Records for this task Start Marker

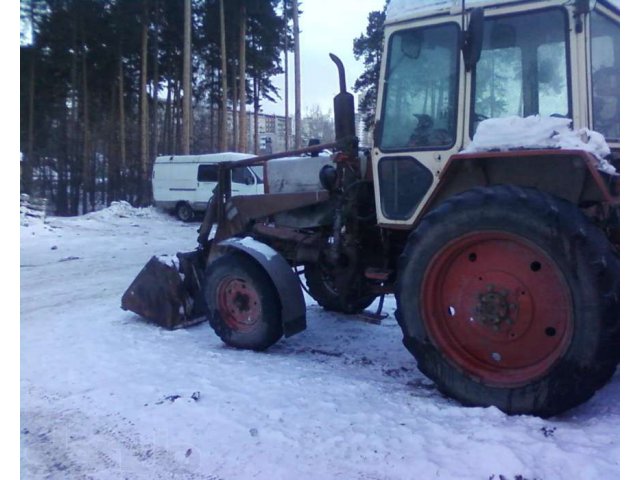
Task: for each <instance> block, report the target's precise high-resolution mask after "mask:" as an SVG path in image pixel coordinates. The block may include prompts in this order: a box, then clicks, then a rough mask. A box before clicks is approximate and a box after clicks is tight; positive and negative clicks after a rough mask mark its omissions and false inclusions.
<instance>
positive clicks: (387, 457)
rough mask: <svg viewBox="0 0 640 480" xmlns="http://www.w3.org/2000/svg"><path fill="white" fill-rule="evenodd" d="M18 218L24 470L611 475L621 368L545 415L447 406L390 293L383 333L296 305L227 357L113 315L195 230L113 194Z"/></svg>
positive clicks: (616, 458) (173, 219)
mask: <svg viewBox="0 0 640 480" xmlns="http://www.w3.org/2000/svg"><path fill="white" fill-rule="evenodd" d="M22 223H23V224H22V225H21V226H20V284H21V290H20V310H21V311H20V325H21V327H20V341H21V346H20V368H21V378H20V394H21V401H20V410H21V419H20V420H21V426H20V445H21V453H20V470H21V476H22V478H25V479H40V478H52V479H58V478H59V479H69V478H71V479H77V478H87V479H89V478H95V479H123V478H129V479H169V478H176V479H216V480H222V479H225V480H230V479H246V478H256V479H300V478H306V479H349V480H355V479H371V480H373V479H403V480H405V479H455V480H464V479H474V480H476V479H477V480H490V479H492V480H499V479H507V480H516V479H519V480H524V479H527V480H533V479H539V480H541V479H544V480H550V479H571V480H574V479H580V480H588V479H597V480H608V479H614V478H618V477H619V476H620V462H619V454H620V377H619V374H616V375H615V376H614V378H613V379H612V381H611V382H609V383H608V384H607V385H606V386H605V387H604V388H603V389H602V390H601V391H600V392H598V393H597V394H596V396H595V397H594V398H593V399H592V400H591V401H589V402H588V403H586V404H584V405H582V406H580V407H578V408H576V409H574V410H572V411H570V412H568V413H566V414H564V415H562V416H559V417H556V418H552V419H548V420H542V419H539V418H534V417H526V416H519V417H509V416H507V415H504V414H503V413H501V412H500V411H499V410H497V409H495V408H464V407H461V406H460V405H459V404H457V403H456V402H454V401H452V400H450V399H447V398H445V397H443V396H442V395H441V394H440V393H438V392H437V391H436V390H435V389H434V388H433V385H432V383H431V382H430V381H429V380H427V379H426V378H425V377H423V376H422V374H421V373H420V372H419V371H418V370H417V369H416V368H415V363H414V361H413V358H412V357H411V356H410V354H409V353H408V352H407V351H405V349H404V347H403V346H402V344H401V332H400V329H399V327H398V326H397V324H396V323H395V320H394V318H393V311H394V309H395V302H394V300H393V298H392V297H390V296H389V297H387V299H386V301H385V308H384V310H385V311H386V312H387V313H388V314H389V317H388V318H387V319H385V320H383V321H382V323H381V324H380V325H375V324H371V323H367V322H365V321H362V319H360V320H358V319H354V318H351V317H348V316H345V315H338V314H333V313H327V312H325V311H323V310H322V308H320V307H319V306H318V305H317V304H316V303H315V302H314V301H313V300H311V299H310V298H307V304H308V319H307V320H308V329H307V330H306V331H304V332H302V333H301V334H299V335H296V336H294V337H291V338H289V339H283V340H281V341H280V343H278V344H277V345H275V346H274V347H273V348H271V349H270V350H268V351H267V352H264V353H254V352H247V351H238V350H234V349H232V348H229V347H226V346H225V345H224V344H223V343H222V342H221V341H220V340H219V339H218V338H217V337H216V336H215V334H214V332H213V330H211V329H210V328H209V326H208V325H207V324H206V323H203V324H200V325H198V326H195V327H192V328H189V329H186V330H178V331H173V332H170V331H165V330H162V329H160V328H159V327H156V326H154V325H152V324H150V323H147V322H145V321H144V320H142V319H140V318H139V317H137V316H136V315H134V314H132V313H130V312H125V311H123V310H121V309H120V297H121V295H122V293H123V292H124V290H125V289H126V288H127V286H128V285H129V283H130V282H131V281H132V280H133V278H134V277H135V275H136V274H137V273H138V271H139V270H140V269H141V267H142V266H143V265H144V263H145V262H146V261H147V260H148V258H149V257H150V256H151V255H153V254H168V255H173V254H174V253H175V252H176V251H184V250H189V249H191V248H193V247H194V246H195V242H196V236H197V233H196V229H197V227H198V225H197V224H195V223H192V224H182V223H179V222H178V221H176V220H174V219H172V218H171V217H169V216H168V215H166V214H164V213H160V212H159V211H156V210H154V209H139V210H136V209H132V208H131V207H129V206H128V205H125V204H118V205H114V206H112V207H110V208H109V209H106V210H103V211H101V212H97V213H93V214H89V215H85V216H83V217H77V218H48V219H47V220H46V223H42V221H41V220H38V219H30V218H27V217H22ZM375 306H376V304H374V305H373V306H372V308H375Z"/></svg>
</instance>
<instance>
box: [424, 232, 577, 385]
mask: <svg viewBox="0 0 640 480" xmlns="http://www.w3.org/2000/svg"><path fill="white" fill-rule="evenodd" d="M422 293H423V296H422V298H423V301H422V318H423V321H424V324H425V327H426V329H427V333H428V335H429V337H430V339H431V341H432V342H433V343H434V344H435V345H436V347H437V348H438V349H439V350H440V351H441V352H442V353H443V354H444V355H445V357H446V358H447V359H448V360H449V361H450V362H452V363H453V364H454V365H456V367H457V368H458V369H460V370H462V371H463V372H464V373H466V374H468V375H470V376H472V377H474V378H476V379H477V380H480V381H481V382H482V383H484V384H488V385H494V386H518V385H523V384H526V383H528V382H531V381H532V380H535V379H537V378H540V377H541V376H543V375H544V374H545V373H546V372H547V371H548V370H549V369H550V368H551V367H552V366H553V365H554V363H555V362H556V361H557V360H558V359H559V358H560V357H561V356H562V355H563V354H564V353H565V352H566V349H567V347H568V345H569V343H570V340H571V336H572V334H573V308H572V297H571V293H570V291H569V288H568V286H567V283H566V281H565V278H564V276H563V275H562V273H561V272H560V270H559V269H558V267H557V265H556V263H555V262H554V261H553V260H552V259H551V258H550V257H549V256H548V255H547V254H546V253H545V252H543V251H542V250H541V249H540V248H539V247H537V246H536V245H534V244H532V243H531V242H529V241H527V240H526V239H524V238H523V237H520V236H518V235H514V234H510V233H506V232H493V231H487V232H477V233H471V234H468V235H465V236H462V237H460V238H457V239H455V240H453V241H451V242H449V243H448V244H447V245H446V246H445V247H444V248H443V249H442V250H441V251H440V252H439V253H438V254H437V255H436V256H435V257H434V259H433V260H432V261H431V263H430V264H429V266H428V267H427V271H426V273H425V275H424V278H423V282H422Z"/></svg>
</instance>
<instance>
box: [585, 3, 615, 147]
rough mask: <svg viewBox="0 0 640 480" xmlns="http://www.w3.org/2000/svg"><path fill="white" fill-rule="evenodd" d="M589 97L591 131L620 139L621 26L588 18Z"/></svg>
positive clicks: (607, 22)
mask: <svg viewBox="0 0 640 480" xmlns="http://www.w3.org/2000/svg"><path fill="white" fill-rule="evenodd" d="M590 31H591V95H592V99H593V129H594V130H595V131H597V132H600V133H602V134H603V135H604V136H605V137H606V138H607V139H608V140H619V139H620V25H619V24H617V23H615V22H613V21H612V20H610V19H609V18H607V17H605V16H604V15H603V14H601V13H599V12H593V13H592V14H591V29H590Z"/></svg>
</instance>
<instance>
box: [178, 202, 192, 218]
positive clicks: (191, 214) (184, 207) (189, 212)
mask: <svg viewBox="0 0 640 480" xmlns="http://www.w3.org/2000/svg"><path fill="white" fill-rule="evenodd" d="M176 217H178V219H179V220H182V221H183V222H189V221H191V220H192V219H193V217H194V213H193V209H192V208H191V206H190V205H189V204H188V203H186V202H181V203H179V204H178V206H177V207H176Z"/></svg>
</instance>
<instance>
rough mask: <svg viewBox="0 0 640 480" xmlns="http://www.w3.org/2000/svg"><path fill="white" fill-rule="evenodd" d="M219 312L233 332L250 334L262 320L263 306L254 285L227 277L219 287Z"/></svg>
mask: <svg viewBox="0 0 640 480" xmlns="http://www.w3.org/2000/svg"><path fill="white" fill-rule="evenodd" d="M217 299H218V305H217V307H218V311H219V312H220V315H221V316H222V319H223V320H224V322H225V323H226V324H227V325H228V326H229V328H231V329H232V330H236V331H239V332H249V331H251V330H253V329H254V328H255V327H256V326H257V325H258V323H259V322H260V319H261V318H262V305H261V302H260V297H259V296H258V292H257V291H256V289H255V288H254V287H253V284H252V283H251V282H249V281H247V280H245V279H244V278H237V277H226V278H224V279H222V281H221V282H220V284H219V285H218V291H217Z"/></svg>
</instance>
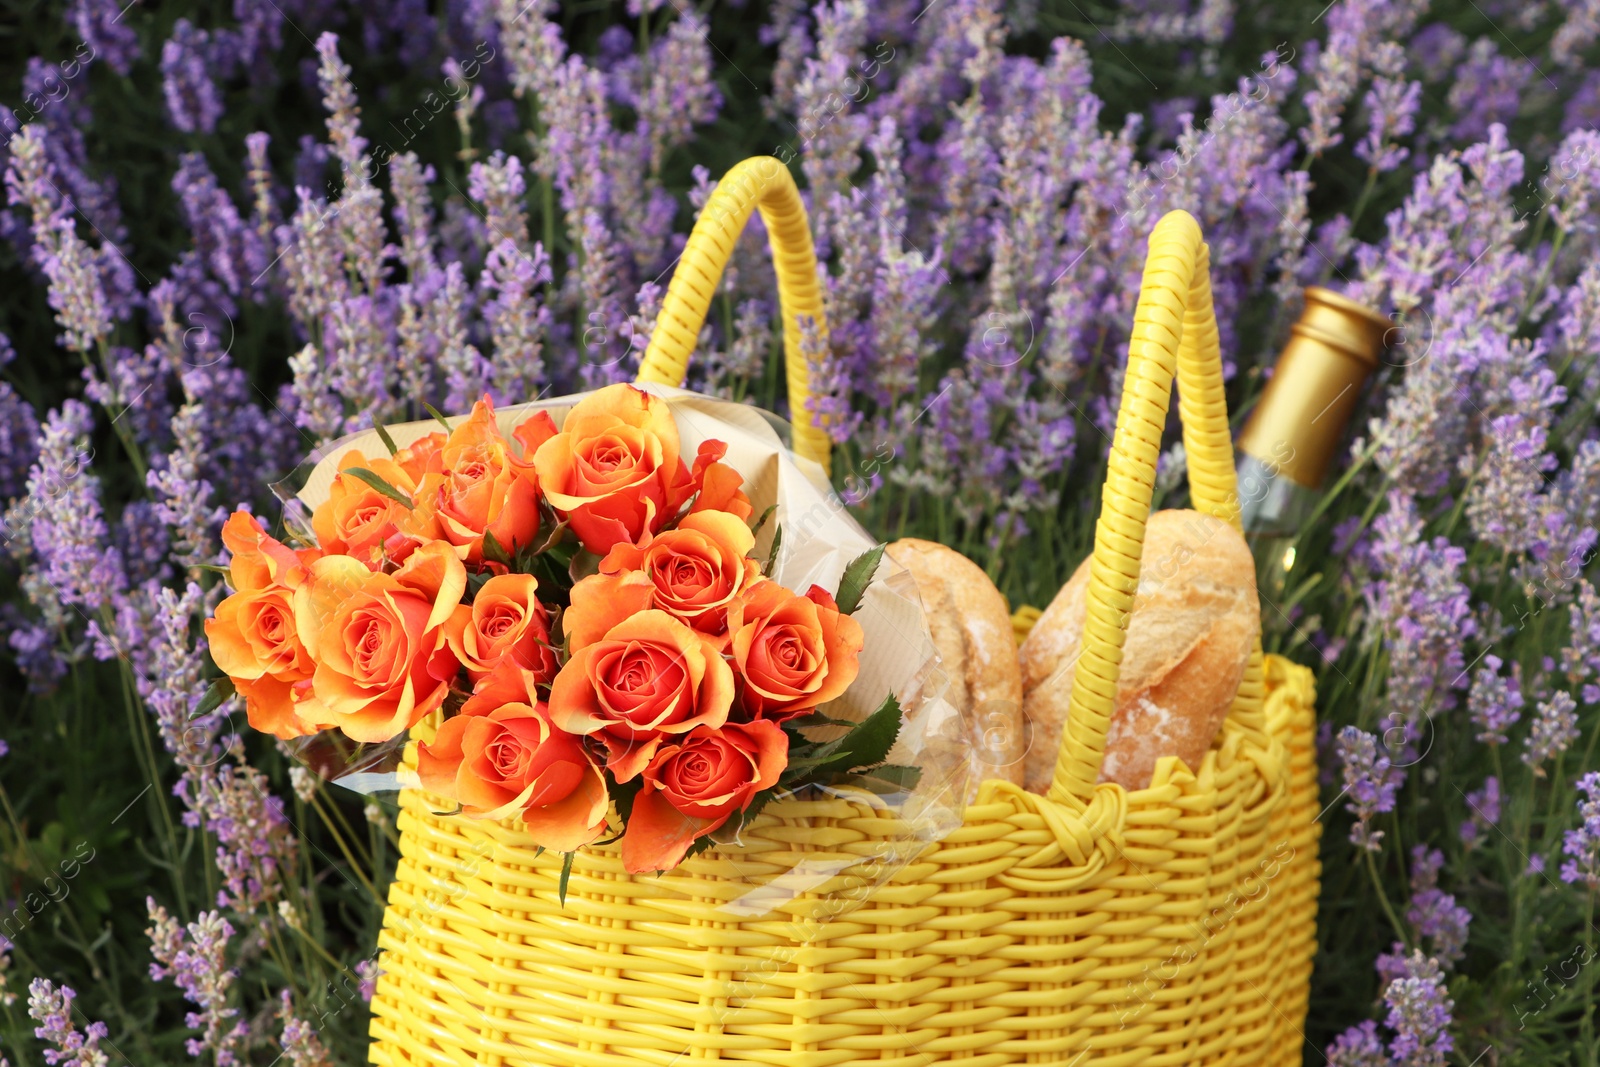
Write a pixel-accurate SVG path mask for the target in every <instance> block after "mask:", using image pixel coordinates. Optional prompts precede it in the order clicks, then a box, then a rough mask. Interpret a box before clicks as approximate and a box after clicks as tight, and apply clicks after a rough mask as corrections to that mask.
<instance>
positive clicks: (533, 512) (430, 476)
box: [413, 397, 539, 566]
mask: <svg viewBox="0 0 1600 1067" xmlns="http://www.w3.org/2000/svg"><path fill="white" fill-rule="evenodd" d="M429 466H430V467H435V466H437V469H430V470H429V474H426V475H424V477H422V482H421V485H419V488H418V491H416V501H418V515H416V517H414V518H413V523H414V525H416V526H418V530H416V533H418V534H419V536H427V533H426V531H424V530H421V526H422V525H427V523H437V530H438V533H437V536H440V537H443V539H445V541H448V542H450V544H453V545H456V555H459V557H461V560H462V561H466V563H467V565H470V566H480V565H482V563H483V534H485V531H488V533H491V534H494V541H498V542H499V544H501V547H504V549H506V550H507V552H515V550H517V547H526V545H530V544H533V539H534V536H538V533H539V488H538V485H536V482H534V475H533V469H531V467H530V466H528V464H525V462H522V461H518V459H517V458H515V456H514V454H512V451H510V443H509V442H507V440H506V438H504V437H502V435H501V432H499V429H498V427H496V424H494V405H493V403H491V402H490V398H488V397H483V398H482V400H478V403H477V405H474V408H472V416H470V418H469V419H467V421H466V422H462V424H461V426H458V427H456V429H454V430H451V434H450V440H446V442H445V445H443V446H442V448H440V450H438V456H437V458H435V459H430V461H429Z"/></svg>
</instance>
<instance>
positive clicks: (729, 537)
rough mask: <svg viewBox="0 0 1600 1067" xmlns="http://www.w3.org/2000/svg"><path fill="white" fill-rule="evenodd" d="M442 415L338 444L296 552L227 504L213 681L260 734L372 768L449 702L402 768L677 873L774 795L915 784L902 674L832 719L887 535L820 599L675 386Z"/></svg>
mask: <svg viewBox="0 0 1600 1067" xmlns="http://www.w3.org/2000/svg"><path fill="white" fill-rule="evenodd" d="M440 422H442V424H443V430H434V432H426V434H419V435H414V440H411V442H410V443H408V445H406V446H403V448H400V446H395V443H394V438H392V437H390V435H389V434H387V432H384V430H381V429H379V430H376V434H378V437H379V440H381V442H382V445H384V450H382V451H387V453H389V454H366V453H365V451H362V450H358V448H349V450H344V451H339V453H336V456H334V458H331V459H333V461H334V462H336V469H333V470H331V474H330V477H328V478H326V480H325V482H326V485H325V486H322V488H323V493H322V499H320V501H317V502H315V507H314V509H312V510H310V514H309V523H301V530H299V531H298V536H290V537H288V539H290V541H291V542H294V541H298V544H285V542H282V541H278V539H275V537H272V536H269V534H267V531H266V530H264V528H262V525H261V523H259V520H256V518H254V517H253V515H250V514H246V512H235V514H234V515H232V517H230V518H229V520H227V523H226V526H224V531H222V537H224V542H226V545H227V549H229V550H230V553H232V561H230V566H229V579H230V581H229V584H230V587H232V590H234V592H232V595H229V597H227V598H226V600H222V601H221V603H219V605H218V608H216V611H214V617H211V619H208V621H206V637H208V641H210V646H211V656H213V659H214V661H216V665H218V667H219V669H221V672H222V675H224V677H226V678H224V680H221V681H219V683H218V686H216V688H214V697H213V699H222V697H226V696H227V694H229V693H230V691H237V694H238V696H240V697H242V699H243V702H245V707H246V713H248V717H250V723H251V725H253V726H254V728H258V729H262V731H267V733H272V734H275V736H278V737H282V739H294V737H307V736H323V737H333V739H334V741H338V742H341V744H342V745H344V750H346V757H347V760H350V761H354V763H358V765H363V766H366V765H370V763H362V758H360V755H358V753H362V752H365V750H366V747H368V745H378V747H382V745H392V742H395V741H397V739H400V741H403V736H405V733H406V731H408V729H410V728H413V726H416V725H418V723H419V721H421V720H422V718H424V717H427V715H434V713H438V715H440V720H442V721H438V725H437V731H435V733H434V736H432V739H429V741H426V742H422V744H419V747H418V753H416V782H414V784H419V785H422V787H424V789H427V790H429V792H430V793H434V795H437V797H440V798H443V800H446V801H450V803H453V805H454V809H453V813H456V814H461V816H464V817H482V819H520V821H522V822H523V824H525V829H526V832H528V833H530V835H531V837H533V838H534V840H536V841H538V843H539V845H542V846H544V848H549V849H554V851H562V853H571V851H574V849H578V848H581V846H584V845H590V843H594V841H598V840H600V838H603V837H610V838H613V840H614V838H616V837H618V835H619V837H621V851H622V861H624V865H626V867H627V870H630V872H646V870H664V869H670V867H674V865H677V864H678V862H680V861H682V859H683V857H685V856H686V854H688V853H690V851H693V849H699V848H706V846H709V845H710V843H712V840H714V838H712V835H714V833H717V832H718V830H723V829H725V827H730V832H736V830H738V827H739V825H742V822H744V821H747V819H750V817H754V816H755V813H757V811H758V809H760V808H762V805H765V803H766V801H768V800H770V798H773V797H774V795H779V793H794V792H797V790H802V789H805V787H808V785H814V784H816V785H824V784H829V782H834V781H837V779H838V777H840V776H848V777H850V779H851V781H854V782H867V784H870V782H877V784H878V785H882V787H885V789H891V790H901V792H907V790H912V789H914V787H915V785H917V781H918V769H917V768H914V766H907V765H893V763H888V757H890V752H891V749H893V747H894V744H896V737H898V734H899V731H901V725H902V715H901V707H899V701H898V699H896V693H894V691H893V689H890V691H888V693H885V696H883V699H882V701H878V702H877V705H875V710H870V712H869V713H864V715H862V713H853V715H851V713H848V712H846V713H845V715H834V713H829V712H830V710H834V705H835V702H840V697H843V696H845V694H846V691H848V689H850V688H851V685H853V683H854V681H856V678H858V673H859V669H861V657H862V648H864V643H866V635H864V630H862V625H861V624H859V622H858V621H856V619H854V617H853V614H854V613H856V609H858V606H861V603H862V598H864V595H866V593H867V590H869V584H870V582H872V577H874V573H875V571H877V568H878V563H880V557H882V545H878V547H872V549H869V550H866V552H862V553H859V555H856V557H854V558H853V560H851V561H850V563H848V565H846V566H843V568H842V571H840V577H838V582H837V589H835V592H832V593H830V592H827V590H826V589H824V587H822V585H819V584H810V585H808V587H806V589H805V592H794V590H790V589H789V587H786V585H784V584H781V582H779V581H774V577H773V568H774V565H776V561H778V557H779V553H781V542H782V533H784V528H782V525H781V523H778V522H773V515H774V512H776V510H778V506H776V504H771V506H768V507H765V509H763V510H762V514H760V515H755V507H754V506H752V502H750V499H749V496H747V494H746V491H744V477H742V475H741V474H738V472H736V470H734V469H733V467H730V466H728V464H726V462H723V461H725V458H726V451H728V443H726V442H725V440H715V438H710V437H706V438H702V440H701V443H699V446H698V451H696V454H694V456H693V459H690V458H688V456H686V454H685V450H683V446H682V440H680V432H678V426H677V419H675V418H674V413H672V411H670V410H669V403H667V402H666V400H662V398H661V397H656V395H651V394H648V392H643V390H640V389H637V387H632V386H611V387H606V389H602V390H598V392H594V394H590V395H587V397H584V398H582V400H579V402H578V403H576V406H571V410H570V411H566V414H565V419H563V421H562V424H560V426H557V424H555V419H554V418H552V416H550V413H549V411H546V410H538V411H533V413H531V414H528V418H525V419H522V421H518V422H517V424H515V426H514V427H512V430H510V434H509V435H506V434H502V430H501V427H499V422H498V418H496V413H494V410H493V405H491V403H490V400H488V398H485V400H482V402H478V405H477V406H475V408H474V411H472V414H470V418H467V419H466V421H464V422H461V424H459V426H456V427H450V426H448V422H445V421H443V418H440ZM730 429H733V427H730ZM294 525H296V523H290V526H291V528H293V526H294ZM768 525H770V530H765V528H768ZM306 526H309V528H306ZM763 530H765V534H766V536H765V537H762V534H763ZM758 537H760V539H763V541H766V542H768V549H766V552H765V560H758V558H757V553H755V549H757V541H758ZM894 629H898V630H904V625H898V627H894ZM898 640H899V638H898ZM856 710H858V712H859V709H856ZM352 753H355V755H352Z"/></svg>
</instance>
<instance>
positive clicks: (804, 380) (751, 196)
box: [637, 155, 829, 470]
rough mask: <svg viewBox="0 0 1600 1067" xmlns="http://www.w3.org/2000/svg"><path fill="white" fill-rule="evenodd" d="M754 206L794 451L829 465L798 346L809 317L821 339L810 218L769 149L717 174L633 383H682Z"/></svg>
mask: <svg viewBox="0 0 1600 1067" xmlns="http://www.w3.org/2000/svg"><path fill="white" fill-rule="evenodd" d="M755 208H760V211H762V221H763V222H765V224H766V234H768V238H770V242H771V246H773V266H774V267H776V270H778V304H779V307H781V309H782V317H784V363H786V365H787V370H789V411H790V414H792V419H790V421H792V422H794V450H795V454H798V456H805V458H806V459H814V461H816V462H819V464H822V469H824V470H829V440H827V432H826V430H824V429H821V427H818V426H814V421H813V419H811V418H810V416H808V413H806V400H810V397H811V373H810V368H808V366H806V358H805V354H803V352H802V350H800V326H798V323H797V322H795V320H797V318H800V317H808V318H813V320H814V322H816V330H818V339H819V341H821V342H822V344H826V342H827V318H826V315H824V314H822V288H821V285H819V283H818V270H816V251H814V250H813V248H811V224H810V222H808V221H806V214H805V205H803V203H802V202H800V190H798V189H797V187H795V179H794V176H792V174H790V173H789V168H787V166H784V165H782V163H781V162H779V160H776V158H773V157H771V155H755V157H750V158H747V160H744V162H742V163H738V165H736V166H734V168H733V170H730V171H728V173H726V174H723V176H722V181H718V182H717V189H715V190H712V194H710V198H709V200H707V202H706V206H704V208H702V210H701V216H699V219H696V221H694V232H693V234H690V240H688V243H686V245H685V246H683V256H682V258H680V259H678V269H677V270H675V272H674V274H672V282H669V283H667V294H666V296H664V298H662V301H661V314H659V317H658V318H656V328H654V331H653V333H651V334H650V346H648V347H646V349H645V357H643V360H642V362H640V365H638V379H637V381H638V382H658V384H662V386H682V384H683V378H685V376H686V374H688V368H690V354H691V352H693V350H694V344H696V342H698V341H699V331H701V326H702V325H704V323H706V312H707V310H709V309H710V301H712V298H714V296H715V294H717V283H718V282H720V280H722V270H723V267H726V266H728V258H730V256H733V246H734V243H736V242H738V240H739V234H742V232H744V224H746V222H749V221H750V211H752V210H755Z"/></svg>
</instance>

Records for this task End Marker

Requirement: Out of the listing above, reproduce exactly the lines from the one with "box: [585, 3, 615, 147]" up to and including the one with "97L591 131L620 139L621".

Expected output:
box: [585, 3, 615, 147]
rough mask: <svg viewBox="0 0 640 480" xmlns="http://www.w3.org/2000/svg"><path fill="white" fill-rule="evenodd" d="M589 97L591 131L620 139L621 26L588 18Z"/></svg>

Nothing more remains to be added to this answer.